§ **Task directions**: Copy down every line of the data that follows exactly. Omit the pictures.
[[ Extracted material, beginning ]]
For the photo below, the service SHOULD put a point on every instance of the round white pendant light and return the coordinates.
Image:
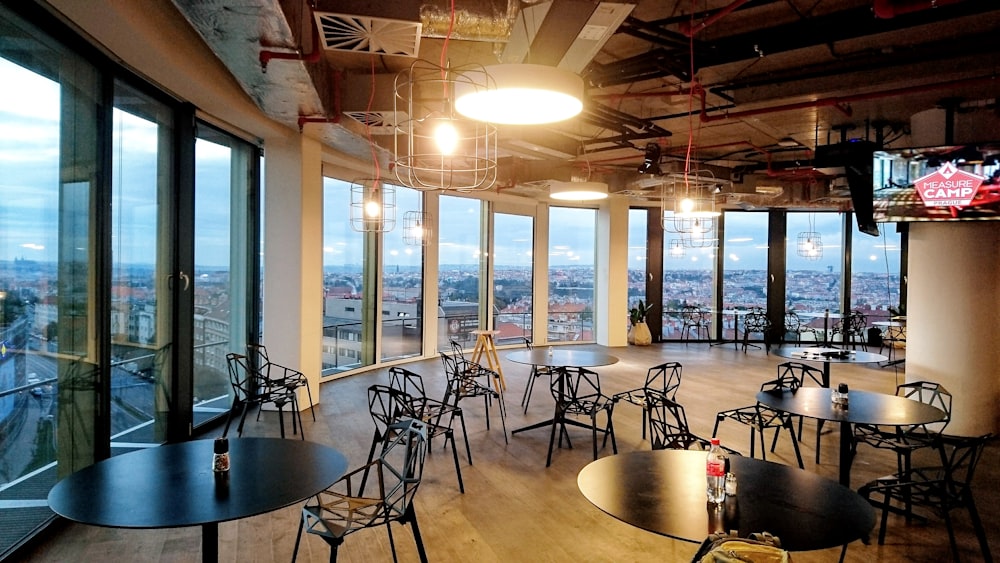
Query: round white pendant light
(524, 94)
(578, 191)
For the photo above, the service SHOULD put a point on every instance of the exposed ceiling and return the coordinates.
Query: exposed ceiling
(772, 79)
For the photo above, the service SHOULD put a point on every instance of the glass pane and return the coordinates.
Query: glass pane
(813, 269)
(512, 275)
(141, 324)
(459, 264)
(343, 281)
(572, 236)
(875, 268)
(402, 282)
(637, 219)
(688, 274)
(223, 180)
(49, 354)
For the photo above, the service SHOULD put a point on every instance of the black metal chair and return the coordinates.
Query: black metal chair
(661, 381)
(577, 392)
(467, 380)
(291, 378)
(905, 440)
(760, 418)
(536, 372)
(941, 489)
(438, 416)
(251, 388)
(344, 508)
(754, 322)
(697, 319)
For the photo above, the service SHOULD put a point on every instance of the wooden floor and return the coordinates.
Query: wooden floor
(516, 509)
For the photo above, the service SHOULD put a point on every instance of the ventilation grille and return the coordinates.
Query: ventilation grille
(366, 34)
(379, 122)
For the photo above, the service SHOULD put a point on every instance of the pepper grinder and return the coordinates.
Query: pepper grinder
(220, 460)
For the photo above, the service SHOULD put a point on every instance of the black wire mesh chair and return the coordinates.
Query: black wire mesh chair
(345, 508)
(662, 380)
(697, 319)
(291, 378)
(941, 488)
(536, 372)
(439, 417)
(760, 418)
(577, 392)
(251, 388)
(467, 379)
(905, 440)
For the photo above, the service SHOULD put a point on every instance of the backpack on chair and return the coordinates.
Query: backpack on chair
(756, 548)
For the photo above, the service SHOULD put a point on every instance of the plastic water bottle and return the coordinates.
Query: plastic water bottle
(715, 473)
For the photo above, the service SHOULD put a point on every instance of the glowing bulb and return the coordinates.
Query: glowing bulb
(446, 137)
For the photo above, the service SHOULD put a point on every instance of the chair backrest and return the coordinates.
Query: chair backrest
(581, 387)
(664, 378)
(668, 427)
(407, 381)
(402, 465)
(929, 393)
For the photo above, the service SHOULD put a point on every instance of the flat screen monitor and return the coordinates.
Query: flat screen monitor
(944, 183)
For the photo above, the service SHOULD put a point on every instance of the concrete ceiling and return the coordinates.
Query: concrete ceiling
(773, 79)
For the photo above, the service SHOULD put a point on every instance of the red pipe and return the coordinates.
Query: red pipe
(886, 9)
(836, 101)
(312, 57)
(689, 29)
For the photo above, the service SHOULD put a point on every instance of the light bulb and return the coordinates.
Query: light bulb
(446, 137)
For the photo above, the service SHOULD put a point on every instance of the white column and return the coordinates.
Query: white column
(611, 291)
(293, 256)
(952, 312)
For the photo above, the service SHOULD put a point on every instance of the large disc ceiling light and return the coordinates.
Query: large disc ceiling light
(521, 94)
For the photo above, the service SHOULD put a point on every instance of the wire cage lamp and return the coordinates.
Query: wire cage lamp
(437, 148)
(810, 243)
(373, 206)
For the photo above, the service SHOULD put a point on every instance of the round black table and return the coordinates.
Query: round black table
(828, 356)
(663, 491)
(864, 407)
(173, 485)
(557, 357)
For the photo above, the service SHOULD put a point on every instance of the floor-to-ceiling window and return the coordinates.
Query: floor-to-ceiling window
(814, 268)
(512, 276)
(460, 270)
(572, 240)
(343, 281)
(688, 273)
(225, 173)
(744, 263)
(402, 279)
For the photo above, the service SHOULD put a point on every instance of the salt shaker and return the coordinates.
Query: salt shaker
(220, 460)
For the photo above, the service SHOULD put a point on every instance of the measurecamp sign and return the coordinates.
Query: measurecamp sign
(948, 186)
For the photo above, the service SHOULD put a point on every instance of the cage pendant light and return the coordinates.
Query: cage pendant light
(373, 206)
(435, 147)
(415, 228)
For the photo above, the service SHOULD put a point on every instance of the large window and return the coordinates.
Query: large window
(572, 236)
(402, 281)
(512, 276)
(460, 270)
(343, 281)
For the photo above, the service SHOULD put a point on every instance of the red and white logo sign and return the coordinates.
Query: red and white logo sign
(947, 187)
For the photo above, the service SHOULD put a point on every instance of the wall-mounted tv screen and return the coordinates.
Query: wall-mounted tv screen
(946, 183)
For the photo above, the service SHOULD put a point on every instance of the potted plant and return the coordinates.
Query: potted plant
(639, 333)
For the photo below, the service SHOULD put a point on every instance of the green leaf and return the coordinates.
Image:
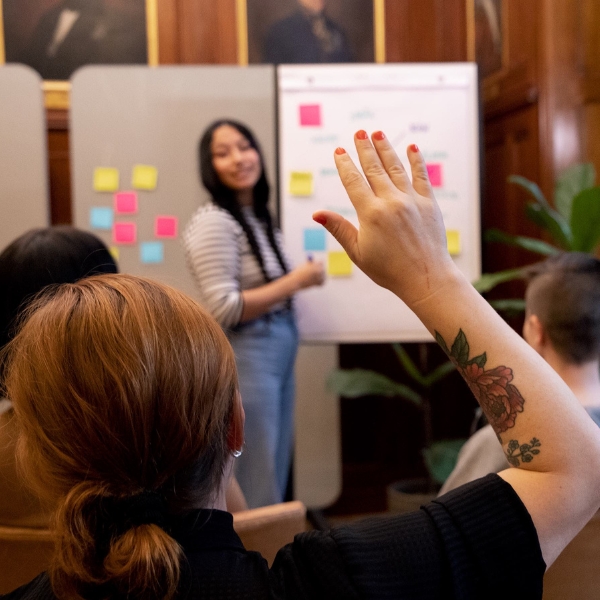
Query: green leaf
(585, 220)
(460, 348)
(408, 365)
(442, 342)
(479, 360)
(552, 222)
(531, 244)
(572, 181)
(510, 306)
(440, 458)
(489, 281)
(532, 188)
(439, 373)
(355, 383)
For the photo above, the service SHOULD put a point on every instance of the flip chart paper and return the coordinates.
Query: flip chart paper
(101, 217)
(152, 252)
(106, 179)
(124, 233)
(314, 239)
(310, 115)
(301, 183)
(165, 227)
(453, 240)
(125, 203)
(339, 264)
(144, 177)
(434, 170)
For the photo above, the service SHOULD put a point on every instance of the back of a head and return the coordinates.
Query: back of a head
(41, 257)
(123, 390)
(564, 293)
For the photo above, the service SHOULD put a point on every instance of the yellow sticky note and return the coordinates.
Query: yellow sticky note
(106, 179)
(144, 177)
(453, 240)
(339, 264)
(301, 183)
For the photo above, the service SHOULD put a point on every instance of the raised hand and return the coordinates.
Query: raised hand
(401, 240)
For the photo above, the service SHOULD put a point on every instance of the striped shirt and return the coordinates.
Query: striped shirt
(220, 258)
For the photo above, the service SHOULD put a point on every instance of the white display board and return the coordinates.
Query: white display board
(320, 108)
(136, 119)
(24, 202)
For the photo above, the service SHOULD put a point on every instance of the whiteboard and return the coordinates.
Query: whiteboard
(123, 116)
(320, 108)
(24, 202)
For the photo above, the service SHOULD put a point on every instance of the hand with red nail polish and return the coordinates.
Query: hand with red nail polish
(401, 241)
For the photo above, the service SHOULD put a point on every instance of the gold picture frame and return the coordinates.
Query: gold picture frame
(378, 31)
(56, 93)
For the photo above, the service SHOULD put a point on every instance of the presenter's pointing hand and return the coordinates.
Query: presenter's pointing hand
(401, 240)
[[ Extracted material, end ]]
§ **Output for this task**:
For the photo below, the service SHOULD put a point on every instance of the round white pendant light and return the coordinates.
Image:
Query: round white pendant light
(524, 94)
(578, 191)
For the photo above, the service SHOULD put a point on every instance of the exposed ceiling and return the coordinates.
Query: exposed ceiling
(772, 79)
For the photo above, the service SHOULD put a point on every instance of the glass pane and return the coordinates.
Query: glass pane
(813, 269)
(512, 275)
(141, 324)
(459, 264)
(343, 281)
(572, 236)
(875, 268)
(402, 282)
(637, 219)
(688, 274)
(223, 180)
(49, 354)
For the photo above, the service SHOULD put a point on every instance of the black metal chair and return the coordinates.
Query: black metal chair
(661, 381)
(577, 392)
(467, 380)
(291, 378)
(905, 440)
(760, 418)
(536, 372)
(941, 489)
(438, 416)
(251, 388)
(344, 508)
(754, 322)
(697, 319)
For the photo above, the service SHOULD put a point on every instance of the wooden floor and return the coordinates.
Query: wooden floor
(516, 509)
For the photo above, the service SHOULD put a point on every instance of the ventilation grille and return the coordinates.
Query: ventilation grille
(366, 34)
(379, 122)
For the photo above, the service SHOULD put a point on every instance of the pepper grinder and return the coordinates.
Query: pepper grinder
(220, 460)
For the photo above, the service SHOULD put a point on every instance of the black wire mesh chair and return the coordinates.
Query: black wire mesh chair
(345, 508)
(662, 380)
(697, 319)
(291, 378)
(941, 488)
(536, 372)
(439, 417)
(760, 418)
(577, 392)
(251, 388)
(467, 379)
(905, 440)
For the photo above, the service SHOULD put a point on every instance of the backpack on chair and return the coordinates.
Query: backpack on chair
(756, 548)
For the photo above, the service SHOULD put a point on every instance of the plastic water bottle and return the coordinates.
Query: plastic water bottle
(715, 473)
For the photo above, the service SHOULD put a point on every instance of the glowing bulb and return the coordinates.
Query: glowing bulb
(446, 137)
For the photo above, the service SHOULD put a point on every instance of the chair backrest and return the coordinates.
Query: chair backrest
(581, 387)
(664, 378)
(668, 427)
(407, 381)
(402, 465)
(929, 393)
For the photo above, the service SHOULD put a point on every instance of the flat screen monitor and return the coordinates.
Query: flat screen monitor
(944, 183)
For the photo above, the service SHOULD put a point on every instance of the concrete ceiling and return the coordinates.
Query: concrete ceiling
(773, 79)
For the photo above, the service SHOULD put a point on every instance of the red pipe and return the coordinates.
Query: red pipe
(886, 9)
(836, 101)
(312, 57)
(689, 29)
For the photo above, the service SHOULD put a point on every instance of the light bulb and return the coordinates.
Query: light bulb
(446, 137)
For the photo above, the service SHOULD put a point on every instance of the white column and return the coordinates.
Query: white column
(611, 291)
(293, 256)
(952, 312)
For the photo above, the service SHOULD put a point on every instance of the large disc ceiling light and return the coordinates.
Query: large disc ceiling light
(521, 94)
For the photo above, the service SHOULD put a point on every instance of the wire cage lamp and return the coordinates.
Query: wire cage lamp
(437, 148)
(810, 243)
(373, 206)
For the photo above, the service SHOULD put a point on every instance of the round black table and return the coordinates.
Query: round black table
(828, 356)
(663, 491)
(864, 407)
(173, 485)
(557, 357)
For the photo above, the service SHOULD put a point on every instance of the floor-to-ceiling window and return the coordinates.
Query: floor-to-ceiling window
(814, 268)
(512, 276)
(460, 270)
(572, 240)
(343, 281)
(688, 273)
(225, 173)
(744, 263)
(402, 279)
For the photo above, the service SHOULD put a point on every instance of the salt shaker and return the coordinates.
Query: salt shaker
(220, 460)
For the photo above, the service SHOULD put a point on every instance of the measurecamp sign and return the coordinates.
Query: measurecamp sign
(948, 186)
For the photo above, the service SHOULD put a point on every instance of the cage pendant light and return the coordinates.
Query: cage pendant light
(373, 206)
(435, 147)
(415, 228)
For the photo above, the service SHOULD put a point on every instance of the large window and return the coordinates.
Query: large window
(572, 236)
(402, 281)
(512, 276)
(460, 270)
(343, 281)
For the photo above, the service SHOULD put a point on every instance of the red and white logo sign and return the coordinates.
Query: red and white logo sign
(947, 187)
For the photo above, the service SHOULD put a point on every instance of the wall-mounted tv screen and return the coordinates.
Query: wall-mounted tv screen
(946, 183)
For the photo above, the service SHOULD put a point on every instance of the potted plant and return the coordinates.
Query: potted plant
(639, 333)
For the photo below, the service SHOULD put a point on every instance of the green leaf and return the coordinates.
Image:
Query: green leaf
(585, 220)
(460, 348)
(408, 365)
(442, 342)
(479, 360)
(552, 222)
(531, 244)
(572, 181)
(510, 306)
(440, 458)
(489, 281)
(532, 188)
(439, 373)
(355, 383)
For the photo above, the service SHOULD put a point on every instance of the flip chart paper and return the coordinates.
Query: flip chart paper
(101, 217)
(152, 252)
(106, 179)
(124, 233)
(314, 239)
(310, 115)
(301, 183)
(165, 227)
(453, 240)
(125, 203)
(339, 264)
(144, 177)
(434, 170)
For the photo above, the service SHOULD put a point on every instance of the back of a head and return the coordinates.
Query: back of a head
(41, 257)
(123, 390)
(564, 293)
For the photo above, the service SHOULD put a point on every instance of the yellow sticky note and return the coordinates.
Query: yellow sticky note
(106, 179)
(144, 177)
(453, 240)
(339, 264)
(301, 183)
For the photo above, the service SHOULD put a point on every instance of the raised hand and return the coordinates.
Query: raised hand
(401, 240)
For the photo above, the service SHOULD put a point on every instance of the striped shirt and return the coordinates.
Query: striped shirt
(220, 258)
For the photo above, the service SHOULD put a point on every instance of the white display board and return the coordinates.
Query: white display board
(320, 108)
(136, 119)
(24, 202)
For the photo above, the service SHOULD put a point on every instance of the whiteboard and return the coordinates.
Query: whiteboard
(123, 116)
(320, 108)
(24, 202)
For the photo above, the service SHOULD put a point on every instance of the hand with red nail polish and return the coordinates.
Query: hand with red nail polish
(401, 241)
For the photo above, the service SHOULD put a point on every instance of the gold picture frame and return the coordinates.
Query: gold picture frame
(378, 31)
(56, 93)
For the photo above, the service SHOULD put a point on every instance of the presenter's pointing hand and return the coordinates.
Query: presenter's pointing hand
(401, 240)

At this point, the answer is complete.